YOUR TASK:
Each line below must be set down exactly; omit any image you find.

[Pointing dataset excerpts]
────────
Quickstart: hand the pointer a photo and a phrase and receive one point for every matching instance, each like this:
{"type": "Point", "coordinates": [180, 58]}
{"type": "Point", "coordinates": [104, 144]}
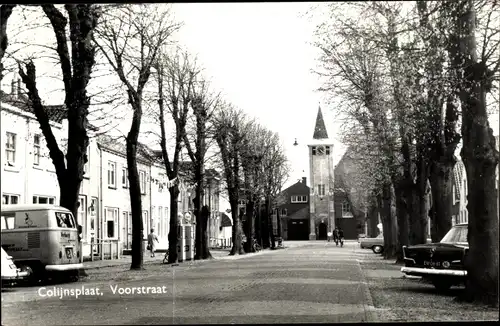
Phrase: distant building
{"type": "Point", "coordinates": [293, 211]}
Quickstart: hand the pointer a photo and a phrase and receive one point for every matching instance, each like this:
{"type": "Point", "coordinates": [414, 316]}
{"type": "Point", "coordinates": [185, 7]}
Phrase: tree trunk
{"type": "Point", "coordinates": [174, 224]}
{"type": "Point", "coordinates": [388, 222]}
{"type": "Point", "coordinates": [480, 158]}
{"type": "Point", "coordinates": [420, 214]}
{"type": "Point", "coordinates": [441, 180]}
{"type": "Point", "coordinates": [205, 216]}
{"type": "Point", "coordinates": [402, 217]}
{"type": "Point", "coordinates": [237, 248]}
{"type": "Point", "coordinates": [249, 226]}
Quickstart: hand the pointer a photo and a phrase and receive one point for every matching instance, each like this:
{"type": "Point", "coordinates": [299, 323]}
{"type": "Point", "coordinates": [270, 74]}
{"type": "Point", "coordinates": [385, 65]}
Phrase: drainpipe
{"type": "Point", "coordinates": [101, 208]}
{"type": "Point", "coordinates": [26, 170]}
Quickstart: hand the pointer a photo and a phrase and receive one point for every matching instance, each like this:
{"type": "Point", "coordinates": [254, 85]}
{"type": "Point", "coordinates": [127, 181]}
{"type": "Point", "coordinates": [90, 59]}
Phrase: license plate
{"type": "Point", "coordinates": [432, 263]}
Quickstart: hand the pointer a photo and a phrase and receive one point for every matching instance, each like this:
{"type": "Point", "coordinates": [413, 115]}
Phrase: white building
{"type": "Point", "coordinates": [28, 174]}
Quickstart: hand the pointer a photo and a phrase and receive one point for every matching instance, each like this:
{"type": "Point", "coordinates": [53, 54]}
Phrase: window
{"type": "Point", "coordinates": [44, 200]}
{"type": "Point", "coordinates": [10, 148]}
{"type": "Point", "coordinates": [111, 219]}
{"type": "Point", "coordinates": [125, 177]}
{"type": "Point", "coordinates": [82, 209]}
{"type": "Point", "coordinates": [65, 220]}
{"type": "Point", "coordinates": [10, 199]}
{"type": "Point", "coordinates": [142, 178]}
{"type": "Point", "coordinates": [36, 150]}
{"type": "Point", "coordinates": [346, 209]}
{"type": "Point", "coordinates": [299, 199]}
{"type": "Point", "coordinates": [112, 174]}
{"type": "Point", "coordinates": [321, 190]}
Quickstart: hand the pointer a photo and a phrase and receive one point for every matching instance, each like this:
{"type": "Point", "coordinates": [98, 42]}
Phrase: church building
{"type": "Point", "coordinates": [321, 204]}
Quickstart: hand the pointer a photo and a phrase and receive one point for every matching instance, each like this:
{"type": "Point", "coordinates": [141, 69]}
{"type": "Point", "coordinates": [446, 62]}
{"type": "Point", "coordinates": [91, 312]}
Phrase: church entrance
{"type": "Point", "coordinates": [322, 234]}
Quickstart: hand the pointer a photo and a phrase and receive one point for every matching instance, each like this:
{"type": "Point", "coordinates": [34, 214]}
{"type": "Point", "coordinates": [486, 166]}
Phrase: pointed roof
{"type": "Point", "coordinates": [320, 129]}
────────
RIGHT ANSWER:
Quickstart: hand the pointer a photo and a phrase and receive one point for every matching instance, each like this:
{"type": "Point", "coordinates": [180, 58]}
{"type": "Point", "coordinates": [104, 144]}
Phrase: distant building
{"type": "Point", "coordinates": [293, 211]}
Quickstart: hand the pointer a photo and a phrase and receive one point for every matching instance, each like this:
{"type": "Point", "coordinates": [414, 316]}
{"type": "Point", "coordinates": [185, 7]}
Phrase: tree trunk
{"type": "Point", "coordinates": [174, 224]}
{"type": "Point", "coordinates": [388, 222]}
{"type": "Point", "coordinates": [480, 158]}
{"type": "Point", "coordinates": [420, 214]}
{"type": "Point", "coordinates": [441, 180]}
{"type": "Point", "coordinates": [205, 216]}
{"type": "Point", "coordinates": [402, 217]}
{"type": "Point", "coordinates": [237, 248]}
{"type": "Point", "coordinates": [249, 226]}
Quickstart: hand the pointer a photo and a phrase and receive one point for every matching instance, each like this:
{"type": "Point", "coordinates": [299, 323]}
{"type": "Point", "coordinates": [270, 74]}
{"type": "Point", "coordinates": [385, 65]}
Phrase: drainpipe
{"type": "Point", "coordinates": [101, 208]}
{"type": "Point", "coordinates": [26, 170]}
Quickstart: hand the pointer a photo and a phrase and receive one point for every matching instance, each like this:
{"type": "Point", "coordinates": [254, 85]}
{"type": "Point", "coordinates": [127, 181]}
{"type": "Point", "coordinates": [90, 59]}
Phrase: license plate
{"type": "Point", "coordinates": [432, 263]}
Quickstart: hand the pointer a photo and a phrase and receive one point for every matching instance, each like this:
{"type": "Point", "coordinates": [413, 115]}
Phrase: white building
{"type": "Point", "coordinates": [28, 174]}
Quickstart: hand the pointer a photo and a phrase and receive one point for every matching instance, each like this:
{"type": "Point", "coordinates": [53, 54]}
Phrase: window
{"type": "Point", "coordinates": [44, 200]}
{"type": "Point", "coordinates": [10, 148]}
{"type": "Point", "coordinates": [111, 219]}
{"type": "Point", "coordinates": [125, 177]}
{"type": "Point", "coordinates": [82, 209]}
{"type": "Point", "coordinates": [65, 220]}
{"type": "Point", "coordinates": [10, 199]}
{"type": "Point", "coordinates": [142, 178]}
{"type": "Point", "coordinates": [36, 150]}
{"type": "Point", "coordinates": [346, 209]}
{"type": "Point", "coordinates": [299, 199]}
{"type": "Point", "coordinates": [112, 174]}
{"type": "Point", "coordinates": [321, 190]}
Quickstart: hand the pointer a photo and a phrase and receive one point for every matching instance, each like this:
{"type": "Point", "coordinates": [98, 42]}
Phrase: church building
{"type": "Point", "coordinates": [321, 204]}
Quickstart: hand the pointer a photo and a phrase and receive one point for every matching instance, each like this:
{"type": "Point", "coordinates": [141, 69]}
{"type": "Point", "coordinates": [446, 62]}
{"type": "Point", "coordinates": [91, 312]}
Phrase: church entrance
{"type": "Point", "coordinates": [322, 234]}
Quickstart: hand the pointer a photo and a phrase and receive one point for every matching instance, each like this:
{"type": "Point", "coordinates": [34, 214]}
{"type": "Point", "coordinates": [486, 166]}
Phrase: pointed roof
{"type": "Point", "coordinates": [320, 129]}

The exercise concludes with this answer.